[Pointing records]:
____________

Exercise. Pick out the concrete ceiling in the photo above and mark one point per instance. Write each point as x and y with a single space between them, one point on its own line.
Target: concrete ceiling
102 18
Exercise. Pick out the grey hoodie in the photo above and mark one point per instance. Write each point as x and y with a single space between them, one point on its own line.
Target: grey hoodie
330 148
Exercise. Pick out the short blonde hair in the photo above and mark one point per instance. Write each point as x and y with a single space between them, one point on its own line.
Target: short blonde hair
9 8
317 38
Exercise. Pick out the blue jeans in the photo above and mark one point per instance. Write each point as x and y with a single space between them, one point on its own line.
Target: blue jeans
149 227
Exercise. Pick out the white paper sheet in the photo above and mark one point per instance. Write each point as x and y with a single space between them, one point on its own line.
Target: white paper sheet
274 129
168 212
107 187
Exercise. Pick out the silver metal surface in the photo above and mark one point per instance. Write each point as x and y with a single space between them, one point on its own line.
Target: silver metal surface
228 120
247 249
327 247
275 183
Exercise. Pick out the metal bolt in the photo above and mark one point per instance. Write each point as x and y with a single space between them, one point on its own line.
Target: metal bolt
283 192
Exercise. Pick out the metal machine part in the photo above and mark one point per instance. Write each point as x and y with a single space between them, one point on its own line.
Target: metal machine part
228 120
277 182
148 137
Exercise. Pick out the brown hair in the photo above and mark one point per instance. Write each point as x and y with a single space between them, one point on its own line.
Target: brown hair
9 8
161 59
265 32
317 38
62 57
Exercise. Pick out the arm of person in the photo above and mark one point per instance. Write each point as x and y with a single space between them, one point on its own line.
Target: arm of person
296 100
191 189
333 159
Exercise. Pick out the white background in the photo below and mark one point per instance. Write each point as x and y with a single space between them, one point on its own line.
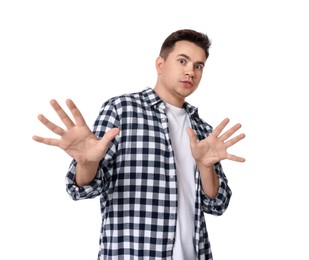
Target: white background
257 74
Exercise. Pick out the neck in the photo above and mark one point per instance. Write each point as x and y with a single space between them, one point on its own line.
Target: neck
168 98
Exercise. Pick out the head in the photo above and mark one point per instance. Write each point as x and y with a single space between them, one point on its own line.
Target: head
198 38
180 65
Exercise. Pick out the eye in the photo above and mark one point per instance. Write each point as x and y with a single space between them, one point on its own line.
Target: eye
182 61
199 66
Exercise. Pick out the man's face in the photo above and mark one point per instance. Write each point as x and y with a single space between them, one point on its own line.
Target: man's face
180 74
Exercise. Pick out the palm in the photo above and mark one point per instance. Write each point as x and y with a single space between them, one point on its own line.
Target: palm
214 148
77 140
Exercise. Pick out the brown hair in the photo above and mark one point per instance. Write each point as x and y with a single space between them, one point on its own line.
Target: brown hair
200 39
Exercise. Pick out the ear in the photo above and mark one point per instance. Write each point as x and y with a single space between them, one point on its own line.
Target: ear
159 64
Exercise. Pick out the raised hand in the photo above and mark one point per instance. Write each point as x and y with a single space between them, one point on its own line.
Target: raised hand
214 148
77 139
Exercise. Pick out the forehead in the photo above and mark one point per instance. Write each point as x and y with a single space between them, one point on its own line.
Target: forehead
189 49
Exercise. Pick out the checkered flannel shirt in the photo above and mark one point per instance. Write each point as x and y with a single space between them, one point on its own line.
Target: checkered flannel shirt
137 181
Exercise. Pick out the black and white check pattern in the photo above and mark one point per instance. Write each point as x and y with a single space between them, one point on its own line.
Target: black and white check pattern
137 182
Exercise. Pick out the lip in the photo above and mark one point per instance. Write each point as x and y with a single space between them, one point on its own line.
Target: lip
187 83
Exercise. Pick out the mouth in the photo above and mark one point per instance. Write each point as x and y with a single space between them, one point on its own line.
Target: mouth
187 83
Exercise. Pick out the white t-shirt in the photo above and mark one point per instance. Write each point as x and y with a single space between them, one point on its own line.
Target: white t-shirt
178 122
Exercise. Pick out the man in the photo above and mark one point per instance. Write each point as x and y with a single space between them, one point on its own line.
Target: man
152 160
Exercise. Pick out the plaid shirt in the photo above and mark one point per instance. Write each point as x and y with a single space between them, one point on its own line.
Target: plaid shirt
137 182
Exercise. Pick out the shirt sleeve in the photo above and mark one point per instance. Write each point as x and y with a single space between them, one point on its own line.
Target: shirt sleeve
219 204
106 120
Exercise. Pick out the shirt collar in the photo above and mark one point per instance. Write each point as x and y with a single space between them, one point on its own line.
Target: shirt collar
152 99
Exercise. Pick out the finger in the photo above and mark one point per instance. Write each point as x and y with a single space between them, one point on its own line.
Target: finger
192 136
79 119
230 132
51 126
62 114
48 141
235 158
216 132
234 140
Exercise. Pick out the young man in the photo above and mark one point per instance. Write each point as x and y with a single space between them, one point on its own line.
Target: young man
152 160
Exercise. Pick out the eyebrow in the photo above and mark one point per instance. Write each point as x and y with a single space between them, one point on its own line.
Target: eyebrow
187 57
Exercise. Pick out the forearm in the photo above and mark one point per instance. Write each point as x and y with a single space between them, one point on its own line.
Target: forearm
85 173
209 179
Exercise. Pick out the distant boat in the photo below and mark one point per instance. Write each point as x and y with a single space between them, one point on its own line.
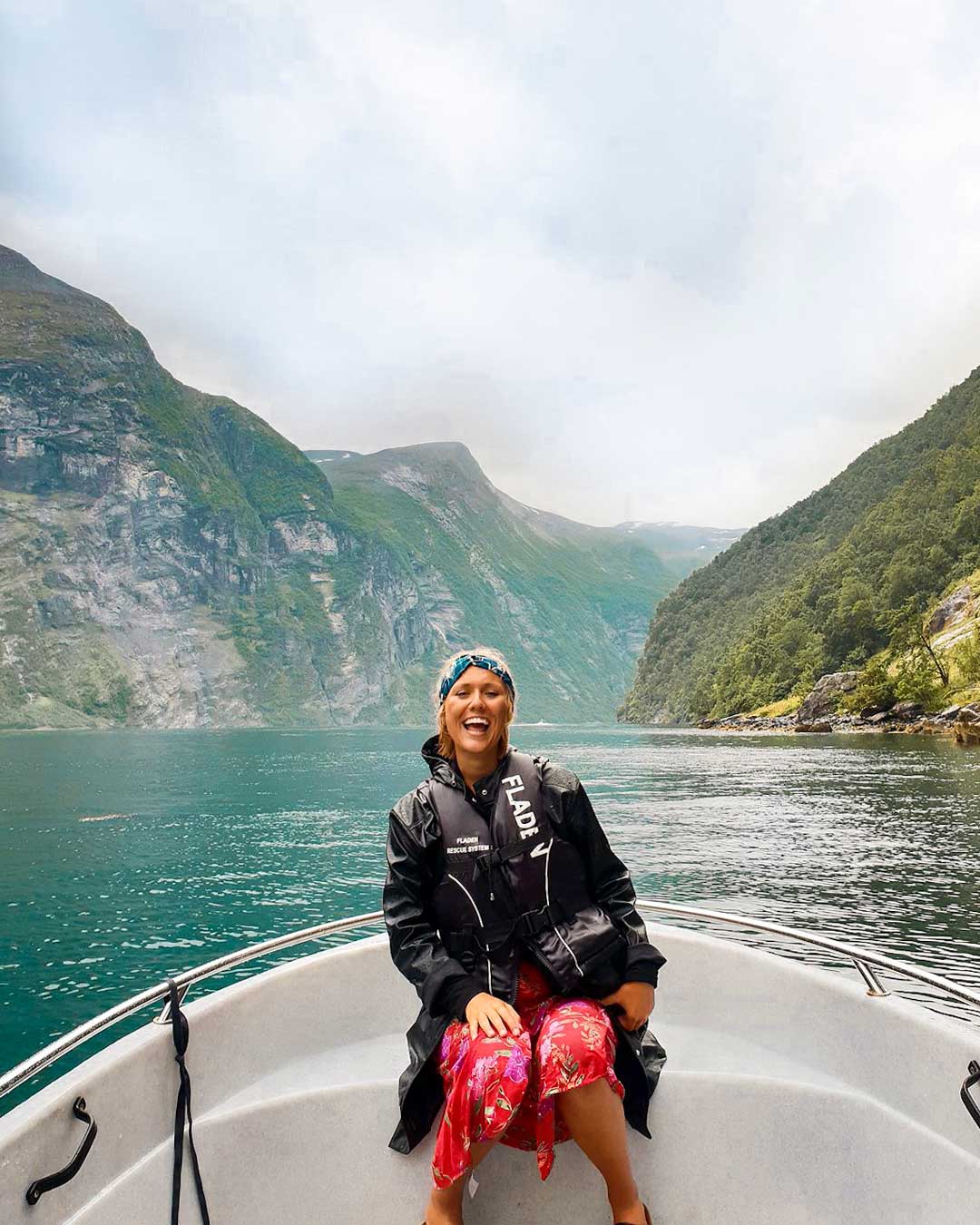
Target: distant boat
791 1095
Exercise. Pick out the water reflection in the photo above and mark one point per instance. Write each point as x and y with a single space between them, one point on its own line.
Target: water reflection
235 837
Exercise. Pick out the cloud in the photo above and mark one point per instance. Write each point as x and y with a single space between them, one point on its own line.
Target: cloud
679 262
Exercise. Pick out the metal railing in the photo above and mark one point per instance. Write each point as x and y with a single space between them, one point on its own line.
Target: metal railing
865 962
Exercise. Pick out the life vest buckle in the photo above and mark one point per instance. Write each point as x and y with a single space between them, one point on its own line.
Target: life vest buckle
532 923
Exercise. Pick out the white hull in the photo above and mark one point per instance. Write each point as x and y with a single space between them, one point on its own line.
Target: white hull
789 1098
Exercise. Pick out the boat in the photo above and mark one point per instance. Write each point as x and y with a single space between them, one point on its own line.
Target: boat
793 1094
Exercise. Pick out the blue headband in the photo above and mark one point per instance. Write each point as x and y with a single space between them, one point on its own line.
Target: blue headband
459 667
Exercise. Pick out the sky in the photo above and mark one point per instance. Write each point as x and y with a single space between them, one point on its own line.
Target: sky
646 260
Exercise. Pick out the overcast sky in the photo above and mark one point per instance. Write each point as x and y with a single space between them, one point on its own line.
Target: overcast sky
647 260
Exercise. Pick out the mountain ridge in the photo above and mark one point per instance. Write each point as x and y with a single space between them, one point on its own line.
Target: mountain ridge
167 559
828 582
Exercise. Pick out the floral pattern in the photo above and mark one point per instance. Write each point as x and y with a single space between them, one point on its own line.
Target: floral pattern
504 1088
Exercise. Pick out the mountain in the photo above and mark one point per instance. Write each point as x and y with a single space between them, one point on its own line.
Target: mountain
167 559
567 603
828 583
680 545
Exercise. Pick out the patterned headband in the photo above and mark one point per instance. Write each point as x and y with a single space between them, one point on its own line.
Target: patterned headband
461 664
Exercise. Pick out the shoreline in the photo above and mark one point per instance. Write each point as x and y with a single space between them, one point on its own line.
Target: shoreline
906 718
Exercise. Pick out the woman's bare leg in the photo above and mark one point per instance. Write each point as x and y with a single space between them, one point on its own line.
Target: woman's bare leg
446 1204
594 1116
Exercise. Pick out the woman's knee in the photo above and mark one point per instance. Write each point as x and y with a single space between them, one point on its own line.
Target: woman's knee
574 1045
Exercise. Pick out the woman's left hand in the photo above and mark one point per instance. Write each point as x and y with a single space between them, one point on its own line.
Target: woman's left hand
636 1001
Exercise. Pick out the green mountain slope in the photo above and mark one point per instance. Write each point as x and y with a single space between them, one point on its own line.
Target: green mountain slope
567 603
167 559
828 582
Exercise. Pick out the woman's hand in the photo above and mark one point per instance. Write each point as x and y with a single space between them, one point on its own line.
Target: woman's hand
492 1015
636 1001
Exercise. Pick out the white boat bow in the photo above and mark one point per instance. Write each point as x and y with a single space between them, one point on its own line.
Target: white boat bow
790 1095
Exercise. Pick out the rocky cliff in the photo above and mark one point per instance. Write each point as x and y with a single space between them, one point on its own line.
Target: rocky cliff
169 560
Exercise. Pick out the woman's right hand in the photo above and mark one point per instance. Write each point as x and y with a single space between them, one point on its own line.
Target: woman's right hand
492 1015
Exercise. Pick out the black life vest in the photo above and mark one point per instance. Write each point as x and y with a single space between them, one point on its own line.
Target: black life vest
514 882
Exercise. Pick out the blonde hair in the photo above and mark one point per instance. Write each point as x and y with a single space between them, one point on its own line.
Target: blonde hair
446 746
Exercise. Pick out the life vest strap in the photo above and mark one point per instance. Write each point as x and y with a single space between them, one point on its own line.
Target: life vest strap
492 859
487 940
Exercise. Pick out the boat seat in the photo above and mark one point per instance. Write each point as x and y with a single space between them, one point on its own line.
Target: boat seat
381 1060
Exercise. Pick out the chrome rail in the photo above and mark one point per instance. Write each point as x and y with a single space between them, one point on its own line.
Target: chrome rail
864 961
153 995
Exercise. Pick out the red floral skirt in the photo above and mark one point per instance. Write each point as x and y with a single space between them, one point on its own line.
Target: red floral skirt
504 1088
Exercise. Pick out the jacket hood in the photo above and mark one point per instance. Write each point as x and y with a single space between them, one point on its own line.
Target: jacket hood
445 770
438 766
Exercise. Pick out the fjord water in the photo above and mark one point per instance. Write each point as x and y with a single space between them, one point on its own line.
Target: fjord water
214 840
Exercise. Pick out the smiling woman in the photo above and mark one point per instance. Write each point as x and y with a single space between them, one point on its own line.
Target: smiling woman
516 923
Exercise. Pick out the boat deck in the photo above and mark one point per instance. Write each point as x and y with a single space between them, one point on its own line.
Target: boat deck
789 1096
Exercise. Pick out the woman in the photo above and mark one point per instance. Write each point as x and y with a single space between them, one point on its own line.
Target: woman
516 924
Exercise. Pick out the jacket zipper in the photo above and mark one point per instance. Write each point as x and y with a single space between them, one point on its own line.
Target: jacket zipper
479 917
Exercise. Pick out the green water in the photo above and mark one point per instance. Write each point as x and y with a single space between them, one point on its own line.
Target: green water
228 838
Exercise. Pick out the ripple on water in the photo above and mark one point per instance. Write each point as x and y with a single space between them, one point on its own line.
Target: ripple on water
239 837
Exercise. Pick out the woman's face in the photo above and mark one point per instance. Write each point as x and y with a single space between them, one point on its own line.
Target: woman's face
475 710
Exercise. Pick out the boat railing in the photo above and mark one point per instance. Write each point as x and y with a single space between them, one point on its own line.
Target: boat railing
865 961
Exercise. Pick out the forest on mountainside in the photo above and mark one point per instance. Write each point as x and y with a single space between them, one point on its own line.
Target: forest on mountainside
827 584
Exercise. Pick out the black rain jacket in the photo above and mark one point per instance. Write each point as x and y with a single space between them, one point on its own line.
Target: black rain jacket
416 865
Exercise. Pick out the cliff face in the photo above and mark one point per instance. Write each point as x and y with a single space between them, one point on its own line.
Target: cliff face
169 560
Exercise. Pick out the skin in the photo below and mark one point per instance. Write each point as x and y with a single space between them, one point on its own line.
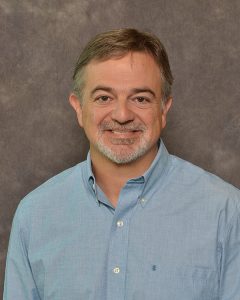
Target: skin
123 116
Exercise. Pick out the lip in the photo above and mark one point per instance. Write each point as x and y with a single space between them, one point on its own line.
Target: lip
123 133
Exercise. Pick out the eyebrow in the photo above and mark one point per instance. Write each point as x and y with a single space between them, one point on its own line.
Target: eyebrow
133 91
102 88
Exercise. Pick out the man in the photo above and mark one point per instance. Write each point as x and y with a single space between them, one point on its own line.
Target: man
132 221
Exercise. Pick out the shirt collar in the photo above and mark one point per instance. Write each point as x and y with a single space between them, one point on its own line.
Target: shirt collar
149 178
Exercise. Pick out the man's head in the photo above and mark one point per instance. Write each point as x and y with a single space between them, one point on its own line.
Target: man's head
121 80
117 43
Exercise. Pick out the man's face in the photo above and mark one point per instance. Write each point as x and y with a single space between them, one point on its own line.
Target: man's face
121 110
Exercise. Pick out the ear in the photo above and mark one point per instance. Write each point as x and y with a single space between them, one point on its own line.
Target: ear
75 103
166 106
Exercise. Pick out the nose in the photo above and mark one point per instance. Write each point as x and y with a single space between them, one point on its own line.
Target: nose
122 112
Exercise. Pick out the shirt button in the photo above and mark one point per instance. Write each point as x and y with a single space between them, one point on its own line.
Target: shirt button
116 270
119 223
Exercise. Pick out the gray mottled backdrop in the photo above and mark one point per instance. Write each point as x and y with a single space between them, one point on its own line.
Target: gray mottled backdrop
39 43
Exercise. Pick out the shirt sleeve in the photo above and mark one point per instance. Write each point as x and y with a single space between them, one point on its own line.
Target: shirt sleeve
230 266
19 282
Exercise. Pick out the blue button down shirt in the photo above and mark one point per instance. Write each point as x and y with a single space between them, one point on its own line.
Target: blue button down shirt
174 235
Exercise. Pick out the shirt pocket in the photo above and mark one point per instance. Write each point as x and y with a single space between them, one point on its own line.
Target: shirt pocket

____________

[Exercise]: Please lay out the entries, starting at the line containing "Exercise. Pick out the shirt pocket" and ending at the last line of the entries, as a JSON list of strings with one string per line and blank lines omitted.

[Worked solution]:
[
  "Exercise. Pick out the shirt pocket in the photo above and mark one point per instance. Write each point as x and y with a single space between them, one point on its own line.",
  "Target: shirt pocket"
]